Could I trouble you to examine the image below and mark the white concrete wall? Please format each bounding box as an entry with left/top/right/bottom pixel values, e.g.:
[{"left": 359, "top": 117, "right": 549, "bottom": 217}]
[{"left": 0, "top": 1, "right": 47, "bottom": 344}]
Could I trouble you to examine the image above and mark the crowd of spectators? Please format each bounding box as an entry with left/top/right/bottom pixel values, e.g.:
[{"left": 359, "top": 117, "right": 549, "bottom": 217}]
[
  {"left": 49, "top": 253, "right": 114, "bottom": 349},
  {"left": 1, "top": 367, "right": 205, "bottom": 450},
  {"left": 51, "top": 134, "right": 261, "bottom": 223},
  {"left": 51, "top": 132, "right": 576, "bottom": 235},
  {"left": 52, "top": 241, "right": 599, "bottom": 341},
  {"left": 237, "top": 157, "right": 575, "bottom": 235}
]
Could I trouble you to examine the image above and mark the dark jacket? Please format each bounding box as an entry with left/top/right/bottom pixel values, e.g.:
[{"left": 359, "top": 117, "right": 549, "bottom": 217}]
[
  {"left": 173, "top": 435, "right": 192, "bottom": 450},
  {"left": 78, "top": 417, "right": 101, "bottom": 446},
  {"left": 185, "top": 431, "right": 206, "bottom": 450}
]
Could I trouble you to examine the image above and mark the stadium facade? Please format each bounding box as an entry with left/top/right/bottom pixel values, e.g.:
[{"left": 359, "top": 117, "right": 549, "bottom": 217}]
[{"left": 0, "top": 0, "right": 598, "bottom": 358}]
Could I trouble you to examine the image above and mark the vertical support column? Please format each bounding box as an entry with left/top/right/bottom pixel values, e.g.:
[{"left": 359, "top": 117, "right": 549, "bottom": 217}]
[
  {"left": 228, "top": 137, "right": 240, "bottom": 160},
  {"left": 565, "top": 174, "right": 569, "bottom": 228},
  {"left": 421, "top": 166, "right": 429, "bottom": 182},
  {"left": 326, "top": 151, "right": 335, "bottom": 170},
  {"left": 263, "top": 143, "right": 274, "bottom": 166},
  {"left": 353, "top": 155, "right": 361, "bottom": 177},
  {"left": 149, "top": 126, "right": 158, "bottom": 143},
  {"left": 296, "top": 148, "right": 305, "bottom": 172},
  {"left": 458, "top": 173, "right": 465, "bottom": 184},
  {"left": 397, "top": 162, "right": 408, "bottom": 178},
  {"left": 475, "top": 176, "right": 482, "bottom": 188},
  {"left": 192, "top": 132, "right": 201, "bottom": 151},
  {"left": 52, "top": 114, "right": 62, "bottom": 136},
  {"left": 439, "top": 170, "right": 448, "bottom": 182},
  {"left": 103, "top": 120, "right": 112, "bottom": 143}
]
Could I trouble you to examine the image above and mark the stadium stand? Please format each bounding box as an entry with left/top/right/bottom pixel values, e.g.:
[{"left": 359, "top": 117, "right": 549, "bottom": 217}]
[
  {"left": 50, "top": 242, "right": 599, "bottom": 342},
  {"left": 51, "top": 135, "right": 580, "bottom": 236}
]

○ ○ ○ ○ ○

:: To do ::
Among the lines above, tally those containing the string "pixel" and give only the result.

:: Response below ::
6